[Natural-language object grounding data]

::::::::

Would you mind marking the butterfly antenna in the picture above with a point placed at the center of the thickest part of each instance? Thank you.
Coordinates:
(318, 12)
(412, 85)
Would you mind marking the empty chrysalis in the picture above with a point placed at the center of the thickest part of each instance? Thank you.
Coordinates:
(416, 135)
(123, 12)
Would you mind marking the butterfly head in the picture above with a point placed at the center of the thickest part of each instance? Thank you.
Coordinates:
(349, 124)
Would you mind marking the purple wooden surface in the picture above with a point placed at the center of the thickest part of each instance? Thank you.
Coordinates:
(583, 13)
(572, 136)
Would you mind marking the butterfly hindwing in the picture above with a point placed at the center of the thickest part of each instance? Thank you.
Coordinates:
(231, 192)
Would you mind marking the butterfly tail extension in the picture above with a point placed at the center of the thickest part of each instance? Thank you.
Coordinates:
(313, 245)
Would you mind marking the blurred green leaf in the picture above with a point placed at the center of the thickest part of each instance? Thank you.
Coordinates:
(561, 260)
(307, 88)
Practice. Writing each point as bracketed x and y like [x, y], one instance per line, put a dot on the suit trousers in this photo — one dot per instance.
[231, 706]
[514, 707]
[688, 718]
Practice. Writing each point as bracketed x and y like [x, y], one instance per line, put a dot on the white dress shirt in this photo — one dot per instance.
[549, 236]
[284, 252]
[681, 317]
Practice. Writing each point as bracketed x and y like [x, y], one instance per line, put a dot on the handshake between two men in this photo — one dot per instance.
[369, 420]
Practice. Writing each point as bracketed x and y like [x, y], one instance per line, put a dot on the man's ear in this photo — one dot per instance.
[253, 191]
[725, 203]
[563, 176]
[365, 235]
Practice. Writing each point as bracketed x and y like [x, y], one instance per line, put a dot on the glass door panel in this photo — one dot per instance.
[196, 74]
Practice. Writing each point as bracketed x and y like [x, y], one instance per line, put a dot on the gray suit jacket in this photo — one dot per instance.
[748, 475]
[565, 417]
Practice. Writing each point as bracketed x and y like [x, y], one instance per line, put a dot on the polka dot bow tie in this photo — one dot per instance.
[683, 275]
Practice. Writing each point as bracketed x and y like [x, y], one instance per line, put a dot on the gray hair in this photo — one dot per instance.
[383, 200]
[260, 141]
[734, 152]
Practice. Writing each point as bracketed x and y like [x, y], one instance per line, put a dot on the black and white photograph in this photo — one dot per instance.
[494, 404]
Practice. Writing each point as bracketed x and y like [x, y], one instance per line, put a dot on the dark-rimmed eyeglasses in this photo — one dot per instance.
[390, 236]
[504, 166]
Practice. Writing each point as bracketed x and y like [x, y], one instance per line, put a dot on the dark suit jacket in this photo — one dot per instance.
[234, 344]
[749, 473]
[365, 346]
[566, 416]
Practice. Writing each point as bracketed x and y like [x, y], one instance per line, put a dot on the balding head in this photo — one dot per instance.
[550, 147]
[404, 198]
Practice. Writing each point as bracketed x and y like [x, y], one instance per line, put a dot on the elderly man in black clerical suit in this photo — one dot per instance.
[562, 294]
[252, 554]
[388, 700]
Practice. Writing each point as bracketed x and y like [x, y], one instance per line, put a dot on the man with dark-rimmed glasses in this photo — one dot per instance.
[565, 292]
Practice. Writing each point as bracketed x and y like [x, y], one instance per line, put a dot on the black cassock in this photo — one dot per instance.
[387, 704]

::::::::

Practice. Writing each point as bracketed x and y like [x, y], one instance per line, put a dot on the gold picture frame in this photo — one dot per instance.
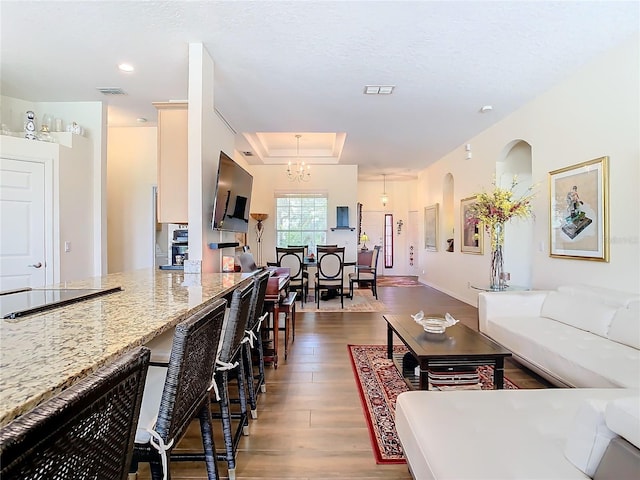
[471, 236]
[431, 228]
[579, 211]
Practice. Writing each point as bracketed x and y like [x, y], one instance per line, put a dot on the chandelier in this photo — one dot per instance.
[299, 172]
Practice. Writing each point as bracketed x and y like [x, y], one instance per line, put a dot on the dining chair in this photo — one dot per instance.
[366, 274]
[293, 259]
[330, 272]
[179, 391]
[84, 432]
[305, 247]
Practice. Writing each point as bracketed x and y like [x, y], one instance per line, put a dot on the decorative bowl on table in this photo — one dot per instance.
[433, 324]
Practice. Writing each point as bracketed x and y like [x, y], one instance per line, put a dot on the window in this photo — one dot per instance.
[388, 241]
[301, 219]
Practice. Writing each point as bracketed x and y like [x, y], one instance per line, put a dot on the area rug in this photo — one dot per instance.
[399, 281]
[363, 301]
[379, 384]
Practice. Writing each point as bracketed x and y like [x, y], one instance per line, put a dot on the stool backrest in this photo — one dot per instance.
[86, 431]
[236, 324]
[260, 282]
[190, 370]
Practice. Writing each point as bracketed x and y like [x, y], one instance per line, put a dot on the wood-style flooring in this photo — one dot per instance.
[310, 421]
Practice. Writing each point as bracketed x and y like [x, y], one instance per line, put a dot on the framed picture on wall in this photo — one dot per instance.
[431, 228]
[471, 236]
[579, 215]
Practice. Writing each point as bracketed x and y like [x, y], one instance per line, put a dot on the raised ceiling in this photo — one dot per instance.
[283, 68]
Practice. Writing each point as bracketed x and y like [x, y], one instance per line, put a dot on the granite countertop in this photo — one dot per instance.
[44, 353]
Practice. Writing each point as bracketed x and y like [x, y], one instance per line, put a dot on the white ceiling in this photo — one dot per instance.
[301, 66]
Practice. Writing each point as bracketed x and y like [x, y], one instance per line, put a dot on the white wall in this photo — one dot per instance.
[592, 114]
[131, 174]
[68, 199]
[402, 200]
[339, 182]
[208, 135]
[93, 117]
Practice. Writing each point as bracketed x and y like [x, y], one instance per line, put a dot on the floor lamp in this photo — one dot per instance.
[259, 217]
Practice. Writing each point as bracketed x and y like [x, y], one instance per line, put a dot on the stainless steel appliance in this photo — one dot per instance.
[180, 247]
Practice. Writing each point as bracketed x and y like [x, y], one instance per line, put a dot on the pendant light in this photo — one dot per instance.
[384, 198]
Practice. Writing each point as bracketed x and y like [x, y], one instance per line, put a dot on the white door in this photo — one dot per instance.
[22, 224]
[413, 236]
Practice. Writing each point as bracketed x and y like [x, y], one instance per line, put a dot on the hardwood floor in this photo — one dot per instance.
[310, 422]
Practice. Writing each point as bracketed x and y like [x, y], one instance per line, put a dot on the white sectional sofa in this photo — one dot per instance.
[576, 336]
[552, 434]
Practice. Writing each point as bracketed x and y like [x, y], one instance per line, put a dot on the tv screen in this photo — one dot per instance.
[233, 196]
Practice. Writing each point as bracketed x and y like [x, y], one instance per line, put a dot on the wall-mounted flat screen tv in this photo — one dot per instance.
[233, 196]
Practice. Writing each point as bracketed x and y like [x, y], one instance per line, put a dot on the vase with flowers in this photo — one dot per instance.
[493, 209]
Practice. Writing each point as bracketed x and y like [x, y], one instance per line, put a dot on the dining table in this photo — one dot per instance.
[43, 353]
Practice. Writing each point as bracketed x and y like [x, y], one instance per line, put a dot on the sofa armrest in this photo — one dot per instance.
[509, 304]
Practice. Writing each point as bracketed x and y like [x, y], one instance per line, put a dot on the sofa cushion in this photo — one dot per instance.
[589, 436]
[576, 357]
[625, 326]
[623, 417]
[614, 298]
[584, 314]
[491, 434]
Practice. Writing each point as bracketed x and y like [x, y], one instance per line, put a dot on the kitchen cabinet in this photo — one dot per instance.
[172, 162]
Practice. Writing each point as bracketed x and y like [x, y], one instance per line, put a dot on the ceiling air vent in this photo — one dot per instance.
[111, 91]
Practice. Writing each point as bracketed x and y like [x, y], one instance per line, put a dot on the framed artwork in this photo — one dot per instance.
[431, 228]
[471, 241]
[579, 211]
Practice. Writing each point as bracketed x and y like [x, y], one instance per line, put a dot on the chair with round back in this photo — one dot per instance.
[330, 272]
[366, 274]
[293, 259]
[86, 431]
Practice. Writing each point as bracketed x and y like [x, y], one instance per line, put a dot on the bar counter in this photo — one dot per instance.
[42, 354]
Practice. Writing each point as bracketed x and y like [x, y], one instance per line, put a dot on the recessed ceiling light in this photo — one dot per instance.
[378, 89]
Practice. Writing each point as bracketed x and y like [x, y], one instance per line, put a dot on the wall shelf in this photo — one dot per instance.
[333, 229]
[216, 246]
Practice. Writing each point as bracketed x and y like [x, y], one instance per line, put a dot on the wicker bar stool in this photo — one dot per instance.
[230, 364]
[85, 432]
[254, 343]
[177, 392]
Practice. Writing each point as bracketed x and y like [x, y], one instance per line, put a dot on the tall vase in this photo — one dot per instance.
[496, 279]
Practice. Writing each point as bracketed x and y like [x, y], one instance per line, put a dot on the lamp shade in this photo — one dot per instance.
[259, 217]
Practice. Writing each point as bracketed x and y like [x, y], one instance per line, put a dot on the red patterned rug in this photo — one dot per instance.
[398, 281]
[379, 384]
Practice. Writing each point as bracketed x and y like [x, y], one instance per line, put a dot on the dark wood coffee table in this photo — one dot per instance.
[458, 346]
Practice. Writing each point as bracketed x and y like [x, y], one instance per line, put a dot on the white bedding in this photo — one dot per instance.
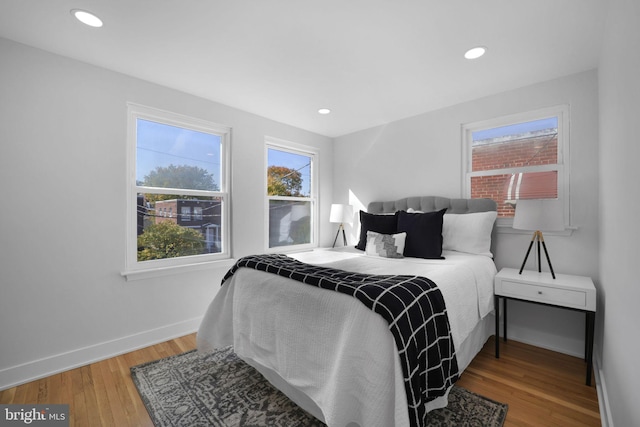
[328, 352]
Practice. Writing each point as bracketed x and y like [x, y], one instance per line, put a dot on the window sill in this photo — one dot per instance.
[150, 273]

::::::::

▶ _The problem_
Report every line of the records that contains the word "placed".

▶ _Your solution_
Would you mind marking the butterfly antenna in the picture above with a point placed at the center of the thickest part of each instance? Thank you.
Would you mind marking the empty chrysalis in the picture above with a point placed at the center of the thickest part of each instance? Thank you.
Would you mind marking the butterfly head in the picture above with a point placed at the center of the thickest part of each instance? Thank you.
Would you mind marking the purple wooden surface in the picture above with a point placed at the center of the thickest part of each instance? Thank you.
Would you mind marking the butterfly hindwing in the picture above with a point placed at the center of the thickest part of each instance? Thank you.
Would you mind marking the butterfly tail extension in the picture above with a point placed at the center of the thickest part of each instance? Thank you.
Would you mind marking the blurred green leaf in the picture above with a point placed at the center of the thickest part of each instance? Thank you.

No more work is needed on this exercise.